The Collected Stories Lorrie Moore Faber & Faber, 672pp, £20
In the introduction to Collected Stories (1978), John Cheever regretted that the order of the stories was not reversed, on the grounds that "any precise documentation of one's immaturity is embarrassing". Thirty years later, Lorrie Moore has acted on the impulse that short-story writers often feel (but novelists rarely do) to distance themselves from their early work, by publishing her three collections, plus three stories recently published in the New Yorker and some free-standing stories from her novel, Anagrams, in reverse chronological order.
Moore's fans call her the best writer of her generation - the other, flashier contestants (with whom she was never associated in their heyday) might include Bret Easton Ellis, Jay McInerney and Tama Janowitz; detractors find her wit tiresome. If the typical Moore protagonist were to write a personal ad it could read: "Poetry-loving, cat-owning, musical-comedy enthusiast with gift for wordplay seeks conventional man to baffle with puns." She would place the ad in the London Review of Books, enjoying the arch futility of the exercise while wondering if she was losing her mind after too many years in the Midwest.

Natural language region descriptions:
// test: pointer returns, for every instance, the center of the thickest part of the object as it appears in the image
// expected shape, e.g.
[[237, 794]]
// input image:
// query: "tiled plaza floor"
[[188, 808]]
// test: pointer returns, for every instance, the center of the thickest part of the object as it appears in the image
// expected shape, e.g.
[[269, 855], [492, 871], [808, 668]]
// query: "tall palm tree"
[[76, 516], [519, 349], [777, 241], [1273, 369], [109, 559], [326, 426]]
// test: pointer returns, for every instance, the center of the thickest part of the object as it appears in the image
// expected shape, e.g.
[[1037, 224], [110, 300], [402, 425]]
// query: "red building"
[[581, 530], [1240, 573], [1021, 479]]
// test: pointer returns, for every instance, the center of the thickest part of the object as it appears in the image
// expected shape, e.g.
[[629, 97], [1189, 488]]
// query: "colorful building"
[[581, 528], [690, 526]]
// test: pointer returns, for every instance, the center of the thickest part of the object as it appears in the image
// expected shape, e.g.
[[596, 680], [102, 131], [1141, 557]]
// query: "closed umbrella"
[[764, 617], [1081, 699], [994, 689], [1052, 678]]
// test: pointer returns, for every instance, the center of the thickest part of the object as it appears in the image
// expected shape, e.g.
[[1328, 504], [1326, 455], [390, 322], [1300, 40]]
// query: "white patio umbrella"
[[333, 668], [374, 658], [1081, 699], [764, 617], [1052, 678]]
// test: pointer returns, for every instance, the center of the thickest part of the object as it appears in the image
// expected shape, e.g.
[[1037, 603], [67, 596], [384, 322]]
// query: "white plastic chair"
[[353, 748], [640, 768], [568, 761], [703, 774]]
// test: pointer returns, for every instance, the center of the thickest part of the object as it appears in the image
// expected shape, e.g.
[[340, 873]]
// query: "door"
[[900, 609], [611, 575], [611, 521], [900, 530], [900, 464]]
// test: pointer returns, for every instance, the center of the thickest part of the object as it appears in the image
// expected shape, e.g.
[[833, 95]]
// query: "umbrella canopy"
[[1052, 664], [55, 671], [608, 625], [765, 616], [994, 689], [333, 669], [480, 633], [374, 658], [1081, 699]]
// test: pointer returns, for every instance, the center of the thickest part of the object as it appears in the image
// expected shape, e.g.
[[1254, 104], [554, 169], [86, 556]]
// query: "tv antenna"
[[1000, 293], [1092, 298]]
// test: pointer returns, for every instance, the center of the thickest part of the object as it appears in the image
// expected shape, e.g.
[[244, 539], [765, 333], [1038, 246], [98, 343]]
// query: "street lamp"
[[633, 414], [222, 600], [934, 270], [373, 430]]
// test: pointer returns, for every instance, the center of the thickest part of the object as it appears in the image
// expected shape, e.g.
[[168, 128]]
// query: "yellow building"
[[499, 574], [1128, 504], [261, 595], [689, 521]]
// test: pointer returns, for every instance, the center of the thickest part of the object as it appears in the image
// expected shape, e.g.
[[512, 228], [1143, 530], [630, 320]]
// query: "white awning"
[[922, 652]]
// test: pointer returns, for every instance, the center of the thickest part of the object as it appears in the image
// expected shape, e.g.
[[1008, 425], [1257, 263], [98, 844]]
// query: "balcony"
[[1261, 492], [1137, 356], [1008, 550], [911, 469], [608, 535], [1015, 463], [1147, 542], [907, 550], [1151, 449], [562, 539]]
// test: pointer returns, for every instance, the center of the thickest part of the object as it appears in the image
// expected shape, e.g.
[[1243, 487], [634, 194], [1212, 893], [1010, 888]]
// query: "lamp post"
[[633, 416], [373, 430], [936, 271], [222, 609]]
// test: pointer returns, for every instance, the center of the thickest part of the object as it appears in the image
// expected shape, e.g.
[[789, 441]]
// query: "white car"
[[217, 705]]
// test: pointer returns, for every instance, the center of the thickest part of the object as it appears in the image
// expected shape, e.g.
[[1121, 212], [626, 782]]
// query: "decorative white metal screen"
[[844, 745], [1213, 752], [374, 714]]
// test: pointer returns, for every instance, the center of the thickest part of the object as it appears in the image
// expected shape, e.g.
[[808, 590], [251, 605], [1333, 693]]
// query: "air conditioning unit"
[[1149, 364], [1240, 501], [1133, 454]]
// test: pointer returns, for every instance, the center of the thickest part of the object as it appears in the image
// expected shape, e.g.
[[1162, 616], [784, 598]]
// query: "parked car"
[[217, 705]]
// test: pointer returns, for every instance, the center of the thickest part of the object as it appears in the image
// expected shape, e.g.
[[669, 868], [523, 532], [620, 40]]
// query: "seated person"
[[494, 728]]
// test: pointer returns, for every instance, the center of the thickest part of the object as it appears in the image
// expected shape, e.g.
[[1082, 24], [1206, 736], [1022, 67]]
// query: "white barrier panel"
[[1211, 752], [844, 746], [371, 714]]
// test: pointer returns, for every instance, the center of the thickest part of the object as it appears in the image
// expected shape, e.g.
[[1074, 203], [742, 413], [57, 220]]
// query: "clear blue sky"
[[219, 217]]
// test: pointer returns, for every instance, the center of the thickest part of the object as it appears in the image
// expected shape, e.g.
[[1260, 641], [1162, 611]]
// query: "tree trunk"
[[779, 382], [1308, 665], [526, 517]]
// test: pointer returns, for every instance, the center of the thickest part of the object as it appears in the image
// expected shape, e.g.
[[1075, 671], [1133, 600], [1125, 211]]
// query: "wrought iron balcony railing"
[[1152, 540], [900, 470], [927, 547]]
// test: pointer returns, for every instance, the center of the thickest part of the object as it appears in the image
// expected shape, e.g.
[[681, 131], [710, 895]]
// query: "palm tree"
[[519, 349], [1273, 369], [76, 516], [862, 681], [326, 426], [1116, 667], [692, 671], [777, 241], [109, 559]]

▶ [How to complete this task]: Rewrite the review's passage that begins at the words "The Collected Stories" and stops after "reverse chronological order.", replacing "impulse" with "urge".

▶ [Problem solution]:
The Collected Stories Lorrie Moore Faber & Faber, 672pp, £20
In the introduction to Collected Stories (1978), John Cheever regretted that the order of the stories was not reversed, on the grounds that "any precise documentation of one's immaturity is embarrassing". Thirty years later, Lorrie Moore has acted on the urge that short-story writers often feel (but novelists rarely do) to distance themselves from their early work, by publishing her three collections, plus three stories recently published in the New Yorker and some free-standing stories from her novel, Anagrams, in reverse chronological order.